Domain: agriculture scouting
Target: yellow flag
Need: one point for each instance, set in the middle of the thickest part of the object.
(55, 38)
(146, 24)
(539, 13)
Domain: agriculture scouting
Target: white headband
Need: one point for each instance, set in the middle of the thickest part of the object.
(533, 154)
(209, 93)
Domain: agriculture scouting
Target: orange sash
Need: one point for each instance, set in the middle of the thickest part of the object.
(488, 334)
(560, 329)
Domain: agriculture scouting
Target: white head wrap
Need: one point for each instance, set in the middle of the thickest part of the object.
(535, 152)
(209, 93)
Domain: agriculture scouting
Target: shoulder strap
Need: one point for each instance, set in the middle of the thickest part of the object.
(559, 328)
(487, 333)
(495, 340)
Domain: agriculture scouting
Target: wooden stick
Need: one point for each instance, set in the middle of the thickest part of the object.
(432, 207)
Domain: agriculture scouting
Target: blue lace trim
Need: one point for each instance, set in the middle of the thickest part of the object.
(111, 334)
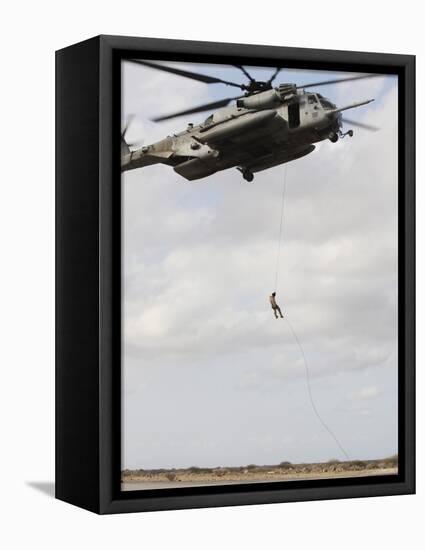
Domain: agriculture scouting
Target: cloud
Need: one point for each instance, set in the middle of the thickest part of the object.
(369, 392)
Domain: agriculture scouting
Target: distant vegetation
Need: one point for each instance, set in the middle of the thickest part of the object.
(284, 468)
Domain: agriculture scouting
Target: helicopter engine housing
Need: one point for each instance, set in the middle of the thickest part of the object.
(269, 99)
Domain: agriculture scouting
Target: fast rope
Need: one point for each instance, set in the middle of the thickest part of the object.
(310, 393)
(306, 367)
(282, 209)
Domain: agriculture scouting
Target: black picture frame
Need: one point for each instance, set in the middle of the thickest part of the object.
(88, 272)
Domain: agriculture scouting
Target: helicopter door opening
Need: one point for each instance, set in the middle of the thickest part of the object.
(294, 115)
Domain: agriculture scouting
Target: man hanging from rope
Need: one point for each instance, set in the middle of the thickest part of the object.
(275, 307)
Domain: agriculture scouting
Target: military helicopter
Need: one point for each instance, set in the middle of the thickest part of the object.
(266, 126)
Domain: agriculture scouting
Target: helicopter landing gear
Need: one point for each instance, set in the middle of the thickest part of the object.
(247, 174)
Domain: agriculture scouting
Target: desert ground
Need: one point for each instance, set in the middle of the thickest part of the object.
(135, 480)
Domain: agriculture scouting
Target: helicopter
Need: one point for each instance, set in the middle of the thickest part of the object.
(267, 126)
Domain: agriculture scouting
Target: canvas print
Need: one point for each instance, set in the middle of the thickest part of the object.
(259, 274)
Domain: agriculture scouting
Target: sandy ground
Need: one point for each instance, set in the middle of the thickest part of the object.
(189, 479)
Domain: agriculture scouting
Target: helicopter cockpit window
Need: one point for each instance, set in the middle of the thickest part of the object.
(327, 105)
(208, 120)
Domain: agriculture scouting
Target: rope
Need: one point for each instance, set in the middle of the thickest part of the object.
(307, 370)
(282, 208)
(310, 393)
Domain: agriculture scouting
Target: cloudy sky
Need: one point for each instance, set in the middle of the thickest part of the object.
(210, 378)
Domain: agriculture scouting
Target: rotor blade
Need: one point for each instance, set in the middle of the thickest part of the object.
(360, 125)
(274, 75)
(198, 109)
(245, 72)
(187, 74)
(338, 80)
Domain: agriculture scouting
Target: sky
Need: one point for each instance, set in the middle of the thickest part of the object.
(210, 378)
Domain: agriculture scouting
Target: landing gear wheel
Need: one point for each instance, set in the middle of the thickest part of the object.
(248, 175)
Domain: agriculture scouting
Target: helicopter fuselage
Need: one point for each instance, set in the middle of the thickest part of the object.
(262, 130)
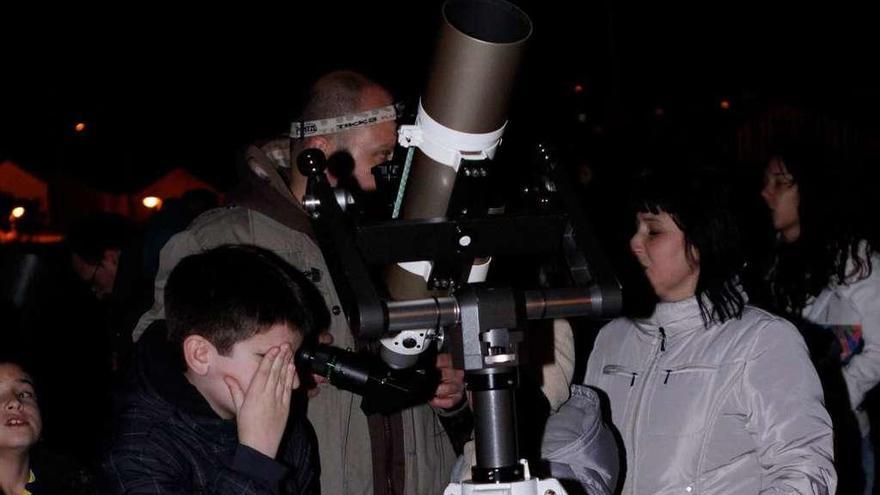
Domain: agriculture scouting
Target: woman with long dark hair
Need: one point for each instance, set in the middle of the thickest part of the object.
(709, 394)
(823, 275)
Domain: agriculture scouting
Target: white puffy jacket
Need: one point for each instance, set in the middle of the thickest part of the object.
(735, 408)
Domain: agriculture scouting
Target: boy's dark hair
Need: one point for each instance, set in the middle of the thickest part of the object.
(230, 293)
(698, 202)
(91, 236)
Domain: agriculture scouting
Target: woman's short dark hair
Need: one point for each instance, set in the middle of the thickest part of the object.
(230, 293)
(698, 202)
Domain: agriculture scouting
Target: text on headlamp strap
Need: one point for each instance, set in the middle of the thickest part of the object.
(304, 129)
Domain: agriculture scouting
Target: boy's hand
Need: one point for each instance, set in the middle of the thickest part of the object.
(261, 412)
(451, 388)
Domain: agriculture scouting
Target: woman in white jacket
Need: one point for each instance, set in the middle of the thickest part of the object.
(823, 272)
(709, 395)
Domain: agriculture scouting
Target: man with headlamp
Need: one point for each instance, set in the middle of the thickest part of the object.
(352, 121)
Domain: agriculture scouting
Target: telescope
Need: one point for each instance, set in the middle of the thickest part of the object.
(440, 245)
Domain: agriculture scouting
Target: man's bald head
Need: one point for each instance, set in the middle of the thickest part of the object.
(346, 92)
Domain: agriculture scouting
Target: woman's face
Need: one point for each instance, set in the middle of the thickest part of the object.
(659, 246)
(20, 422)
(782, 196)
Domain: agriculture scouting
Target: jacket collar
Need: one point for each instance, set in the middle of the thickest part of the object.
(261, 186)
(675, 318)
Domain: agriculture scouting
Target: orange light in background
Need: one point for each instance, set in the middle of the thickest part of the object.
(152, 202)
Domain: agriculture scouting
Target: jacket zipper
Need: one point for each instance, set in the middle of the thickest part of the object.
(639, 396)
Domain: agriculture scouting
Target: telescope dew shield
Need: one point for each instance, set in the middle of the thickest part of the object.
(463, 112)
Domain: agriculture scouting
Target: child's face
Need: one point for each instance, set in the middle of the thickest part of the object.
(20, 422)
(243, 360)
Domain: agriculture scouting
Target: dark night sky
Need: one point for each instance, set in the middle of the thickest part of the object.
(166, 89)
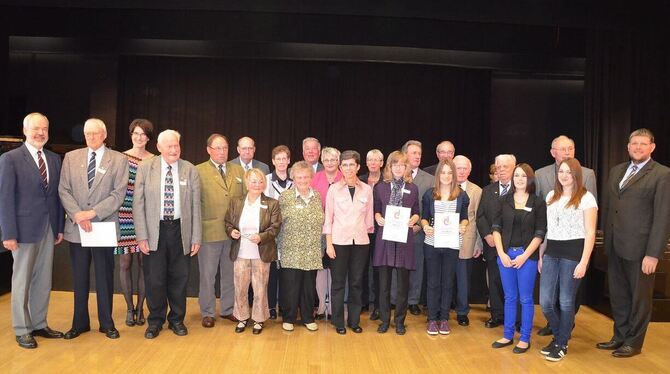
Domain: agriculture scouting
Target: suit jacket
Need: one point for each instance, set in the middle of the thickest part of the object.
(638, 218)
(269, 225)
(254, 163)
(215, 196)
(470, 238)
(147, 203)
(25, 206)
(545, 180)
(105, 195)
(533, 222)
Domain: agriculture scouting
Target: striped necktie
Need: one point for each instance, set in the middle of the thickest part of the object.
(91, 170)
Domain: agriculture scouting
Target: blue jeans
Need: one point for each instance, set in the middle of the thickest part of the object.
(518, 285)
(557, 282)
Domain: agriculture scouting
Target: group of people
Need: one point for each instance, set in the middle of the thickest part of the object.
(282, 239)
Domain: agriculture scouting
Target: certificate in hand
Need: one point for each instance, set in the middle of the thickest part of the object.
(103, 234)
(396, 223)
(446, 230)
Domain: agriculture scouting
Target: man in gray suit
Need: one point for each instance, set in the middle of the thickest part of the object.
(562, 148)
(92, 187)
(166, 210)
(246, 149)
(424, 182)
(31, 222)
(637, 228)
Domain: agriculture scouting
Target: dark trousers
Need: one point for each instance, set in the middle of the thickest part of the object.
(349, 263)
(495, 284)
(103, 263)
(166, 275)
(402, 291)
(631, 294)
(298, 292)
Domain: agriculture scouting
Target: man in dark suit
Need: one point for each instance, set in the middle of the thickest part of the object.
(637, 228)
(31, 221)
(485, 216)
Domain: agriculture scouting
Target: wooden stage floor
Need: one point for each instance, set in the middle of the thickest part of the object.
(220, 349)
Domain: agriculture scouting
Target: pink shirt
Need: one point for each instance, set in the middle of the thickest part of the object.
(349, 221)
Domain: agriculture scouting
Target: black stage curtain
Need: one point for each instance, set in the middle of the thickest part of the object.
(356, 106)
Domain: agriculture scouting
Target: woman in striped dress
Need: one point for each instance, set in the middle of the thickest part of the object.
(141, 131)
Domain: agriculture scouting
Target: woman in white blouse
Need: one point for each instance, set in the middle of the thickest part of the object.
(571, 232)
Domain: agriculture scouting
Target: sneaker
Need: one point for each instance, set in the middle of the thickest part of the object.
(444, 327)
(557, 353)
(545, 350)
(432, 328)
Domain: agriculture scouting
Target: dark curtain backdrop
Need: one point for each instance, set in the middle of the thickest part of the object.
(346, 105)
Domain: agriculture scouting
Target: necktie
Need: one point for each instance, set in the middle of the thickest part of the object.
(505, 189)
(168, 197)
(43, 169)
(91, 170)
(630, 176)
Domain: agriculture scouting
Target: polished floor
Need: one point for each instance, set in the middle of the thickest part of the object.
(221, 350)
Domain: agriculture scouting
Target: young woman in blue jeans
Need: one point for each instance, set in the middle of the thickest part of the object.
(571, 231)
(518, 230)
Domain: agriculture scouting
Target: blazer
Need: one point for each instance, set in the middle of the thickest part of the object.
(269, 225)
(25, 206)
(215, 196)
(147, 203)
(254, 163)
(533, 222)
(545, 180)
(105, 195)
(637, 218)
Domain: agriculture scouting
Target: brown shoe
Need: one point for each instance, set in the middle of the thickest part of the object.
(230, 318)
(208, 322)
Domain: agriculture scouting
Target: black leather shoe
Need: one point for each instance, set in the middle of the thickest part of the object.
(414, 309)
(111, 333)
(463, 320)
(497, 344)
(491, 323)
(152, 332)
(26, 341)
(73, 333)
(178, 328)
(610, 345)
(626, 351)
(47, 333)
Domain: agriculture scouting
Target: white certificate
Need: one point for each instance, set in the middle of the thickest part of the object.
(396, 223)
(103, 234)
(446, 230)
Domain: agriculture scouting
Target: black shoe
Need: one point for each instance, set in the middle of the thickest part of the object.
(111, 333)
(463, 320)
(26, 341)
(152, 332)
(545, 331)
(626, 351)
(73, 333)
(610, 345)
(491, 323)
(178, 328)
(47, 333)
(497, 344)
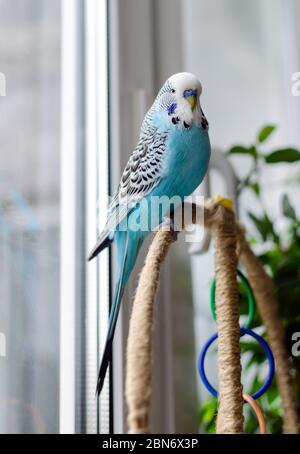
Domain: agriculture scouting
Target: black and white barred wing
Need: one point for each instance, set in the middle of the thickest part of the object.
(142, 173)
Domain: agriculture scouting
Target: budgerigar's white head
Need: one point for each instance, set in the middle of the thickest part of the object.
(179, 98)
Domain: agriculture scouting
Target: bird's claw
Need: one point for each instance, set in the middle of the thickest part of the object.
(169, 225)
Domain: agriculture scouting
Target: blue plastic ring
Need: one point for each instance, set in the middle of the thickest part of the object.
(268, 353)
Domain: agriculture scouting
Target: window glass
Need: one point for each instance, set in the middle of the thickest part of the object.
(29, 215)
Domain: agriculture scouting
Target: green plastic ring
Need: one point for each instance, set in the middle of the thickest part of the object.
(250, 297)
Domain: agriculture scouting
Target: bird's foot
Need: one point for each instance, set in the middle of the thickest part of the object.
(169, 225)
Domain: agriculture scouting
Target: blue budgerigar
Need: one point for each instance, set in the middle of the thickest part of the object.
(170, 159)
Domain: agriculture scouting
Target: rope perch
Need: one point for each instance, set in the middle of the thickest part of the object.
(229, 238)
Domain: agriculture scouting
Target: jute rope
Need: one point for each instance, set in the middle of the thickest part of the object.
(139, 347)
(230, 412)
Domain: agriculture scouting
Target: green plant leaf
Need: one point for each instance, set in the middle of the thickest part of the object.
(283, 155)
(255, 187)
(287, 209)
(265, 133)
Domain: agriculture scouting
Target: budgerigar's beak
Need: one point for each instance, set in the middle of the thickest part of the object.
(191, 96)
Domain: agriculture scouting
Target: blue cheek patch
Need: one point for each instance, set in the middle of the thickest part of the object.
(172, 108)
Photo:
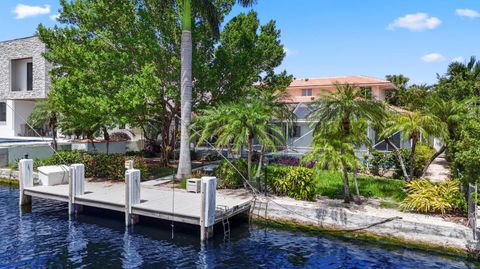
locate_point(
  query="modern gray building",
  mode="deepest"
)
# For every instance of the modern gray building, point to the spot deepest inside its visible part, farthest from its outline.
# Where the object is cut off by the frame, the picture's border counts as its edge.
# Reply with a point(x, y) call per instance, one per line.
point(24, 79)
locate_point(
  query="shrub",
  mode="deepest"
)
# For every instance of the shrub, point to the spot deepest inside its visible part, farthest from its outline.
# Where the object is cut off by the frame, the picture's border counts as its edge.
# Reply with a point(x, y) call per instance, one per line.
point(298, 183)
point(427, 197)
point(109, 166)
point(228, 176)
point(69, 157)
point(292, 161)
point(287, 160)
point(139, 163)
point(380, 162)
point(275, 172)
point(423, 153)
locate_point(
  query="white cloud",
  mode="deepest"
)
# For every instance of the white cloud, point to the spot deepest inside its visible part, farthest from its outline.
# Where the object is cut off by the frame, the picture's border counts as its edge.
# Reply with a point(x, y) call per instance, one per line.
point(465, 12)
point(433, 58)
point(54, 17)
point(290, 52)
point(22, 11)
point(459, 59)
point(415, 22)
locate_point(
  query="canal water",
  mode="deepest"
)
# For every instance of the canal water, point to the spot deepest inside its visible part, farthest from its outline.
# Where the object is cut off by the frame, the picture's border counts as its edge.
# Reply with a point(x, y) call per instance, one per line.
point(46, 238)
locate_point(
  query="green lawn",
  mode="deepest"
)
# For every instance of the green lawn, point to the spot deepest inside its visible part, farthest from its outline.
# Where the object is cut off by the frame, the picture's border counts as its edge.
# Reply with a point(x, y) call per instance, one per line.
point(330, 184)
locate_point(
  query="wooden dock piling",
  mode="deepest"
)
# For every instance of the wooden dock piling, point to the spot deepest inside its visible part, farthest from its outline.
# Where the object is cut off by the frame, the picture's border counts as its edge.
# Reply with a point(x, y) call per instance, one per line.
point(25, 167)
point(132, 195)
point(76, 187)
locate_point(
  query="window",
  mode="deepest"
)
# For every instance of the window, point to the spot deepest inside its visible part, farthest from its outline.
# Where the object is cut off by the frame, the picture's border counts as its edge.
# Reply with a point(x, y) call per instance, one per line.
point(29, 76)
point(295, 131)
point(3, 111)
point(366, 92)
point(306, 92)
point(21, 74)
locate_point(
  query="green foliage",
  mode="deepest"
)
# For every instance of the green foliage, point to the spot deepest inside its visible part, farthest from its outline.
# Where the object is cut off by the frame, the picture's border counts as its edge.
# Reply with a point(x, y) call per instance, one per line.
point(228, 176)
point(423, 153)
point(298, 183)
point(339, 120)
point(102, 165)
point(427, 197)
point(329, 183)
point(238, 123)
point(380, 162)
point(466, 149)
point(69, 157)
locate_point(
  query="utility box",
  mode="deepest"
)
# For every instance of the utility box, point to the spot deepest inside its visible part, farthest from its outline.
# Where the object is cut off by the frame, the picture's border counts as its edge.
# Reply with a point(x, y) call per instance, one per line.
point(53, 175)
point(194, 185)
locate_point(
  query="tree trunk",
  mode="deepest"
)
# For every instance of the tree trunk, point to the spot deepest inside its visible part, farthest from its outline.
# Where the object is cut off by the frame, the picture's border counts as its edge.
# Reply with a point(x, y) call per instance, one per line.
point(347, 196)
point(184, 164)
point(106, 136)
point(412, 156)
point(260, 161)
point(355, 171)
point(249, 158)
point(430, 161)
point(54, 131)
point(400, 159)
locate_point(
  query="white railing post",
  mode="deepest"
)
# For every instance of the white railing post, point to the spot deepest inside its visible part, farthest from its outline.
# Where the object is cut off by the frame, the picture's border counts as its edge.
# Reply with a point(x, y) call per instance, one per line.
point(132, 195)
point(208, 207)
point(129, 164)
point(25, 168)
point(76, 186)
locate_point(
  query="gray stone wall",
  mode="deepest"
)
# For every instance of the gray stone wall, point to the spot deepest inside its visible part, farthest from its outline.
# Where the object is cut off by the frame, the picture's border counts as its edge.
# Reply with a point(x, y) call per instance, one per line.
point(29, 47)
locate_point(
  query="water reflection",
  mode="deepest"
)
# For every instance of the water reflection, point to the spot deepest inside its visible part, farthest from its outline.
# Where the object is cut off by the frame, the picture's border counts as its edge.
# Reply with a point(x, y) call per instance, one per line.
point(47, 238)
point(131, 257)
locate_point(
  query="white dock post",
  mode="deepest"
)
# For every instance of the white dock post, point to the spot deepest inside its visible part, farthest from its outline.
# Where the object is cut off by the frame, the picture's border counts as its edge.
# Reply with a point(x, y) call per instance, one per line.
point(25, 167)
point(132, 195)
point(76, 187)
point(208, 207)
point(129, 164)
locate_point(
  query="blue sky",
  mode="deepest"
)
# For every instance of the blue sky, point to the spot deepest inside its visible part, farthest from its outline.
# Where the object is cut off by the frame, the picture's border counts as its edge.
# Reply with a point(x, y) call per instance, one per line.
point(417, 38)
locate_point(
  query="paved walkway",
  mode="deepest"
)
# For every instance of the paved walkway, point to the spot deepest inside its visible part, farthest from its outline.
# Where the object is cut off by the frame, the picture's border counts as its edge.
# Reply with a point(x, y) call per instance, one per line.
point(438, 171)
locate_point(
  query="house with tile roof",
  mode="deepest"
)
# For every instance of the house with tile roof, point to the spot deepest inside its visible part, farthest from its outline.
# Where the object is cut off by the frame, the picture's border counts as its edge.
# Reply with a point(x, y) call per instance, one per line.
point(302, 92)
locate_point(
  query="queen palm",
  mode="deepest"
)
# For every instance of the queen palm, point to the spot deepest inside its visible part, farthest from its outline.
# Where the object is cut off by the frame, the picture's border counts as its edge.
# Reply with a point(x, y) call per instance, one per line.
point(339, 111)
point(414, 126)
point(237, 124)
point(209, 12)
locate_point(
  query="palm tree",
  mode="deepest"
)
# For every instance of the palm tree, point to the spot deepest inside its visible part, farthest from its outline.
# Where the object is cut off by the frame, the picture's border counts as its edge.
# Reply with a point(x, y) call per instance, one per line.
point(208, 10)
point(413, 126)
point(451, 113)
point(339, 112)
point(237, 124)
point(335, 150)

PROBLEM TO WORK ON:
Transcribe the material exactly, stopping after the "Target: white head wrap" line.

SOLUTION TO THIS EXERCISE:
Domain: agriculture scouting
Target: yellow flag
Need: one point for each instance, set in the middle of the thickest part of the object.
(55, 38)
(146, 24)
(539, 13)
Domain: agriculture scouting
Target: white headband
Need: one point for each instance, set in the middle of the thickest part of the object.
(533, 154)
(209, 93)
Domain: agriculture scouting
Target: orange sash
Need: one point for each instance, set in the middle of the thickest part of the object.
(488, 334)
(560, 329)
Domain: agriculture scouting
Target: white head wrap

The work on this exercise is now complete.